### WHAT TO WORK ON:
Return every entry exactly.
○ ○ ○ ○ ○
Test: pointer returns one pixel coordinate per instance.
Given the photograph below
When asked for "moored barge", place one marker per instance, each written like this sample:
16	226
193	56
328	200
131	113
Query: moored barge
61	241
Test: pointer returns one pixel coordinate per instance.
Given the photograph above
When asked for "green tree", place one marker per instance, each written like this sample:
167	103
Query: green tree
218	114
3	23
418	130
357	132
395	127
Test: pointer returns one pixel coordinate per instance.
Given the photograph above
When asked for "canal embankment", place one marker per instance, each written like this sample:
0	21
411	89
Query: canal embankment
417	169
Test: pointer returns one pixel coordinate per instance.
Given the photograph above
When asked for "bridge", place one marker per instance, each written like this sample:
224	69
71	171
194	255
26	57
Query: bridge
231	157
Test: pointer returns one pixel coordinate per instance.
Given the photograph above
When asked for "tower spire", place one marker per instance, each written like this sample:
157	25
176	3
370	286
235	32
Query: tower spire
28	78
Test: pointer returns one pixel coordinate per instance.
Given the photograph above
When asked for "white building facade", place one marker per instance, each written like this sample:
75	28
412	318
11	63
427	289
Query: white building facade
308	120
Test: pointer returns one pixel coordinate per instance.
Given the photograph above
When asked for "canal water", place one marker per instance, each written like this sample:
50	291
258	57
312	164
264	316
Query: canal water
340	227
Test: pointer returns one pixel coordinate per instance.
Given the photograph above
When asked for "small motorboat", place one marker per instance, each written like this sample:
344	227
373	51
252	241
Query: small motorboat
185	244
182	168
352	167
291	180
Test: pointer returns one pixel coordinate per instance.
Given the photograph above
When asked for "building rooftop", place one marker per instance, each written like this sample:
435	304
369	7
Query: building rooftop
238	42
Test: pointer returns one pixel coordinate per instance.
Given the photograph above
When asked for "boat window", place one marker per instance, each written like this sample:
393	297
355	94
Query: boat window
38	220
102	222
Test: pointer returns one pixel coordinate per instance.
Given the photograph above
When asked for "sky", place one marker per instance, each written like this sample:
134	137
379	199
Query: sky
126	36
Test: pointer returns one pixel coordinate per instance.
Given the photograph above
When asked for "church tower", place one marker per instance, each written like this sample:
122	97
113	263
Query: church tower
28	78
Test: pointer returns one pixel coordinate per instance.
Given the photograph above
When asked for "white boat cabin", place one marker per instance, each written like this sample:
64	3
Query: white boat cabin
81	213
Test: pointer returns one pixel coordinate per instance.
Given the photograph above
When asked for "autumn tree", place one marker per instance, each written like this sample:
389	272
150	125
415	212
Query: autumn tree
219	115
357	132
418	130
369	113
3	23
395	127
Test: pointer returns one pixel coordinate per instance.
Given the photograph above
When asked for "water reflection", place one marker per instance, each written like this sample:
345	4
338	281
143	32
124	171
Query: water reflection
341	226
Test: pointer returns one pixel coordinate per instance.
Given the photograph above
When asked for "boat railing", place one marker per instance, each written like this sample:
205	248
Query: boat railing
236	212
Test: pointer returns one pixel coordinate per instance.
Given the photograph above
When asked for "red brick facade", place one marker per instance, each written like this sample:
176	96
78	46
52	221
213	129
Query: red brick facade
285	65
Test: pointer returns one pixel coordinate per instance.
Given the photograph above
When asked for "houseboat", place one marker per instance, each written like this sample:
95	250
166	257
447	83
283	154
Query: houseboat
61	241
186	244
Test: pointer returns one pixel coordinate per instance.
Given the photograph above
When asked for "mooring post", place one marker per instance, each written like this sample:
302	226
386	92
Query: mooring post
○ ○ ○ ○ ○
### OUTPUT BELOW:
Test: pointer returns one pixel coordinate per instance.
Given the photograph below
When asked for "moored barge", place one marker per instance, each written like this sample:
16	226
193	56
328	200
131	113
Query: moored barge
61	241
Test: pointer returns one pixel coordinate per instance.
Given the photograph above
When asked for "green tree", place one marker per instance, each written like this sample:
167	103
Query: green tree
218	114
3	23
418	130
357	132
395	127
Test: pointer returns one pixel coordinate per instance.
Given the photograph above
When asked for "canal embankment", place one marker per instance, each written like this sample:
0	21
411	89
Query: canal embankment
417	169
Test: pointer returns one pixel coordinate per instance.
Given the photograph above
When asked for "bridge", place one marker per instance, each written like this sample:
224	69
71	171
194	255
26	57
Query: bridge
231	157
Test: pointer returns one pixel coordinate per instance.
Given the photograph above
When asked for "tower spire", place one marker per instance, each written like this sample:
157	25
176	3
370	286
235	32
Query: tower spire
28	78
Test: pointer returns one pixel coordinate per instance.
Given the photograph above
When asked for "white building facade", place one marker per instance, each written like this sample:
75	28
412	318
11	63
427	289
Query: white building facade
308	120
Test: pointer returns one pixel coordinate per instance.
Given the photograph above
When asked for "canal water", place one marker per instance, each written like this sample:
50	291
258	57
312	164
264	316
Query: canal water
340	227
Test: pointer returns one pixel coordinate per instance.
Given the photograph above
When asked for "small motorboat", place one marker per instance, each written like this sample:
344	227
373	51
252	241
Query: small motorboat
185	244
182	168
352	167
291	180
Test: pointer returns one pixel coordinate per instance.
Given the photograph above
When asked for "building rooftop", place one marker per instance, each written like this sample:
435	304
369	7
Query: building rooftop
238	42
Test: pointer returns one pixel coordinate per instance.
Given the photograph above
When asked for "boat window", place one marker per instance, each written like this sample:
393	297
355	94
Query: boat window
38	220
102	222
Test: pointer returns one pixel coordinate per instance.
Given the photograph above
When asked for "sky", place one marker per instance, each written like this sample:
134	137
379	199
Query: sky
126	36
Test: pointer returns one pixel coordinate per instance.
Given the photograph above
When asked for "church tower", place one marker per instance, each written like this sample:
122	97
113	263
Query: church tower
28	78
Test: pointer returns one pixel coordinate per instance.
Given the photograph above
When asked for "white boat cabin", place one marker per instance, each written like this sample:
64	3
Query: white boat cabin
81	213
Test: pointer returns one pixel coordinate per instance.
Given the photograph above
When asked for "autumn tree", place one marker per instance, each written like this sample:
389	272
150	125
415	212
Query: autumn tree
219	115
357	132
418	130
369	113
3	23
395	127
Test: pointer returns one pixel coordinate per instance.
Given the photograph above
When asked for "water reflection", place one marker per instance, each written like this sample:
345	4
338	281
143	32
124	171
Query: water reflection
341	226
Test: pointer returns one pixel coordinate per instance.
Given the photograph above
When asked for "boat railing", place one marker per instance, each written like this sample:
205	248
Query: boat railing
236	212
Test: pointer returns one pixel coordinate per instance.
Given the photograph above
When asked for "red brick facade", place one marker per instance, each written like this sample:
176	96
78	46
52	221
213	129
Query: red brick facade
285	65
Test: pointer returns one pixel coordinate per instance.
Given the photograph above
When asked for "houseboat", place one marker per instance, each written like this sample:
95	250
166	257
447	83
283	154
Query: houseboat
61	241
186	244
Test: pointer returns one pixel coordinate per instance.
Given the photograph above
When asked for "mooring post", place one marker per instance, each written like this sample:
302	226
386	92
Query: mooring post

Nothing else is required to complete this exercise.